◆ WHAT THE TASK REQUIRES: Copy out exactly each line from the line with "pair like [333,39]." through the last line of the material below.

★ ★ ★ ★ ★ ★ ★

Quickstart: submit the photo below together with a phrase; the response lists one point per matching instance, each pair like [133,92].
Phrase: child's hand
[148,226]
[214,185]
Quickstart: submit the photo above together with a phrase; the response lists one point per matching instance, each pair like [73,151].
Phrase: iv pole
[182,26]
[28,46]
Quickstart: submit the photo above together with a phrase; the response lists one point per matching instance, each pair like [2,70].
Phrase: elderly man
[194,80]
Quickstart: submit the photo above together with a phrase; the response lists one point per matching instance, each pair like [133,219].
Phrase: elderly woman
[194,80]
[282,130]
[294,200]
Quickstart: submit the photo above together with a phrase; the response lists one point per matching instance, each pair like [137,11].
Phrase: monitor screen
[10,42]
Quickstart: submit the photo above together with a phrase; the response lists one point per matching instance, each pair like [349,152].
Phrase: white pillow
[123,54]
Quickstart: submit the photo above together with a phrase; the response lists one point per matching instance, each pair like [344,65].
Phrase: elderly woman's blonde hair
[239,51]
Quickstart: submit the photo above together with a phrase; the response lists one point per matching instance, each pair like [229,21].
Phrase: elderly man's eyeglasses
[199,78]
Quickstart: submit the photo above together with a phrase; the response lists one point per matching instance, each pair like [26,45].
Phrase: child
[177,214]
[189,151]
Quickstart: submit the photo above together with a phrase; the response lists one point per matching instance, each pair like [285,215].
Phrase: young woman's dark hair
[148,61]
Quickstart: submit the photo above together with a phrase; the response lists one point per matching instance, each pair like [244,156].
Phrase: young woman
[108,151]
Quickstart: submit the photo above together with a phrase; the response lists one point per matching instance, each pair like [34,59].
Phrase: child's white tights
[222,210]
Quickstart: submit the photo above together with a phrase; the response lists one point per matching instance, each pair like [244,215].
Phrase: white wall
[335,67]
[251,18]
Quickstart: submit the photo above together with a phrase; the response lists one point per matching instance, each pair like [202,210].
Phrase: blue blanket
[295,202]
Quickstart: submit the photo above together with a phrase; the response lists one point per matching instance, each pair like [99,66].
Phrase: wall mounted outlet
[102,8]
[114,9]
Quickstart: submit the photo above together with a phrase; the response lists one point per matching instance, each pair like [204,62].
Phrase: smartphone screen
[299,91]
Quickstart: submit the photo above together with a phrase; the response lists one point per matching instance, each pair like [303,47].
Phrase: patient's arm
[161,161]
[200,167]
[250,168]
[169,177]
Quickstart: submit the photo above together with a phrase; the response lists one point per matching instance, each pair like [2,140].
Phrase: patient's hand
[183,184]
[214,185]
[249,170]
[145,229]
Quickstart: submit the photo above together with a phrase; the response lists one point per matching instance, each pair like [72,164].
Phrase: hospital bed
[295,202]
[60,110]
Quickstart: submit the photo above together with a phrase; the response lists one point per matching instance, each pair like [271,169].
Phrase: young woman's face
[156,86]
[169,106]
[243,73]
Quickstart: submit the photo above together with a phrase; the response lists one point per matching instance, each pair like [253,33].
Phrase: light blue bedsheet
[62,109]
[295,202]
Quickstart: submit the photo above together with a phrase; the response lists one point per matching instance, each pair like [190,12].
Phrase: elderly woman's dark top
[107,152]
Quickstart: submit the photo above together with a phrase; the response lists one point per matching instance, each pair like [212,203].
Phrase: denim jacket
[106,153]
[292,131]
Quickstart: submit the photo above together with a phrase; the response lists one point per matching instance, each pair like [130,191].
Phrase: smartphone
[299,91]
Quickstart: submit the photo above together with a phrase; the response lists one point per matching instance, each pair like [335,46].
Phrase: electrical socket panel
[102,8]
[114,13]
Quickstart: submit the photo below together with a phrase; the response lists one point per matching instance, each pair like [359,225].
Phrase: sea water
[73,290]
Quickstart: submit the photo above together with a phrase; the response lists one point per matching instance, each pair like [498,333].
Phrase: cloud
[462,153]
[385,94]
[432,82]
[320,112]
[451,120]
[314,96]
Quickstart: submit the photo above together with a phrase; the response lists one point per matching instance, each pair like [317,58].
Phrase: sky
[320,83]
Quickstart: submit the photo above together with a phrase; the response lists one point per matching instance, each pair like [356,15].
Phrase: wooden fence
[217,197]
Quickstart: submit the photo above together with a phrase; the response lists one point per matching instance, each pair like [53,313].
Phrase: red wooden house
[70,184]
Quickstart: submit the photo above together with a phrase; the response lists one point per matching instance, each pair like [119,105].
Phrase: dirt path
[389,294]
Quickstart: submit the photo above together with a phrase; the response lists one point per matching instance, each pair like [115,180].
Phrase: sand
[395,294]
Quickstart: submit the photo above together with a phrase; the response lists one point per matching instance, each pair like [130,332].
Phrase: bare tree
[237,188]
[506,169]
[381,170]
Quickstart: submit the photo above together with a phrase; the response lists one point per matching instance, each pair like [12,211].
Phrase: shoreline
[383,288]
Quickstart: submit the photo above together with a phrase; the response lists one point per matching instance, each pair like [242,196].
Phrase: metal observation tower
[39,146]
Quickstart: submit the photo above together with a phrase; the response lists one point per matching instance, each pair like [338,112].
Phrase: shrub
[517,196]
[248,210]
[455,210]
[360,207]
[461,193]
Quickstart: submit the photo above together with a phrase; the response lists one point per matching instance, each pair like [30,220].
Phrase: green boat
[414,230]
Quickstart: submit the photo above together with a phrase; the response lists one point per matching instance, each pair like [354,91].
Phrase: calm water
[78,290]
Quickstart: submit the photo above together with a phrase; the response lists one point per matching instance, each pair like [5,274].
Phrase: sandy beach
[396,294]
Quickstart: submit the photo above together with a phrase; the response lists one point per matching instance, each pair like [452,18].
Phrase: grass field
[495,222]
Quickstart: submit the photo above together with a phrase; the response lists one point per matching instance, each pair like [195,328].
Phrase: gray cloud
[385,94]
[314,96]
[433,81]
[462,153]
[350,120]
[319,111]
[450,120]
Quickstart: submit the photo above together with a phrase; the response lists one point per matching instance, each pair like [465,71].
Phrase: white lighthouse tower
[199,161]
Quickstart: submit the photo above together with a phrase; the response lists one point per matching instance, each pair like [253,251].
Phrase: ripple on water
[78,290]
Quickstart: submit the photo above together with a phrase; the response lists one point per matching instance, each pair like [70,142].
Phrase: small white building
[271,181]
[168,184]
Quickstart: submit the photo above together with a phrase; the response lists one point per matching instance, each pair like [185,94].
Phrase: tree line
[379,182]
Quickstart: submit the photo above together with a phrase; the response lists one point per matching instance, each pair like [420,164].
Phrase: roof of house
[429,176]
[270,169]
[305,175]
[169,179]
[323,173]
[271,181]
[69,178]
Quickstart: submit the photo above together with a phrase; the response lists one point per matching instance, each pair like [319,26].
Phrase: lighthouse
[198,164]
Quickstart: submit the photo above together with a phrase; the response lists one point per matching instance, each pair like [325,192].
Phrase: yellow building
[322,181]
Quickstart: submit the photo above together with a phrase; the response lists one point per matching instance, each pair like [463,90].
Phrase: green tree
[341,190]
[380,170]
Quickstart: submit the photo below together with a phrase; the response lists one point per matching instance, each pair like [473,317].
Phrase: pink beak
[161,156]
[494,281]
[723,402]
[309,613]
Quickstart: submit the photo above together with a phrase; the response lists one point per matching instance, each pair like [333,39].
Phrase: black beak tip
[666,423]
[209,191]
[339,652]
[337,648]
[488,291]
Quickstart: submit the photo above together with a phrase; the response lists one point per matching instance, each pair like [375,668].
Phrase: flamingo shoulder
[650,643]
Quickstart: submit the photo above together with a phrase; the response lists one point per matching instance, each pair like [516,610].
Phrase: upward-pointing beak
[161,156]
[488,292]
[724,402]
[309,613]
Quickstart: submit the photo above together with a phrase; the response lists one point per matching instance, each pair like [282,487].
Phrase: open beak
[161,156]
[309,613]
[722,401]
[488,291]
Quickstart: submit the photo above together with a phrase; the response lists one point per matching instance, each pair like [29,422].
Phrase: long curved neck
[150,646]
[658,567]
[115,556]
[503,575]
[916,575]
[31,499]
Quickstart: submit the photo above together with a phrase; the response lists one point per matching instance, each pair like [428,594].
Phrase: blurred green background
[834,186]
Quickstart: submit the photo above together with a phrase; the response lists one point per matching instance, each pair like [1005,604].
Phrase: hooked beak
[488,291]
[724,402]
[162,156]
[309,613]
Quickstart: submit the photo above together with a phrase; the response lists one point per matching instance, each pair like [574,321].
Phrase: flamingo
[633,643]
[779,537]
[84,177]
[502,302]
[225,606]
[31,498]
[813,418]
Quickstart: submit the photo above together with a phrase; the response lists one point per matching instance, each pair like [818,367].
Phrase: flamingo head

★ ★ ★ ★ ★ ★ ★

◆ REPLY TO THE EXERCISE:
Quickstart: submit the photo above together with a phrase; the response lists one point per matching instance, each pair like [333,39].
Phrase: black beak tip
[666,423]
[209,191]
[339,652]
[337,648]
[488,291]
Quickstart: submit the photo above together with a phrase; the response lists one point per matching instance, each pair like [375,668].
Phrase: flamingo shoulder
[650,643]
Quickstart: submit the photo above together with a phrase; the response lists one point per matching instance, each pair like [516,610].
Phrase: upward-pointing beak
[161,156]
[488,292]
[724,402]
[309,613]
Quickstart: submit the photo above together with a phrase; the response lists one point per matching instance, each pair like [282,487].
Phrase: open beak
[161,156]
[309,613]
[722,401]
[488,291]
Quickstart: submit the photo above together with a phrase; the response lists one point per matching instance, each pair like [29,422].
Phrase: long curved neck
[150,646]
[658,567]
[115,556]
[503,575]
[916,575]
[31,499]
Quickstart: submit the photo above together with a phrase; the response lists one point per matching instance, each pair like [428,594].
Phrase: blurred green background
[834,186]
Quickstart: submit the photo above together with a phrase; the response lists one point per matching instance, each pair like [1005,604].
Phrase: hooked beak
[488,291]
[724,402]
[162,156]
[309,613]
Quickstart: submit the photo above together with a phrase; the response lists one point per matching instance, each pair like [574,321].
Phrase: flamingo
[633,643]
[779,537]
[84,177]
[502,302]
[225,606]
[31,498]
[813,418]
Quickstart: submit the photo above together with a phrase; the response lists one point per matching instance, each pair like [818,367].
Phrase: flamingo head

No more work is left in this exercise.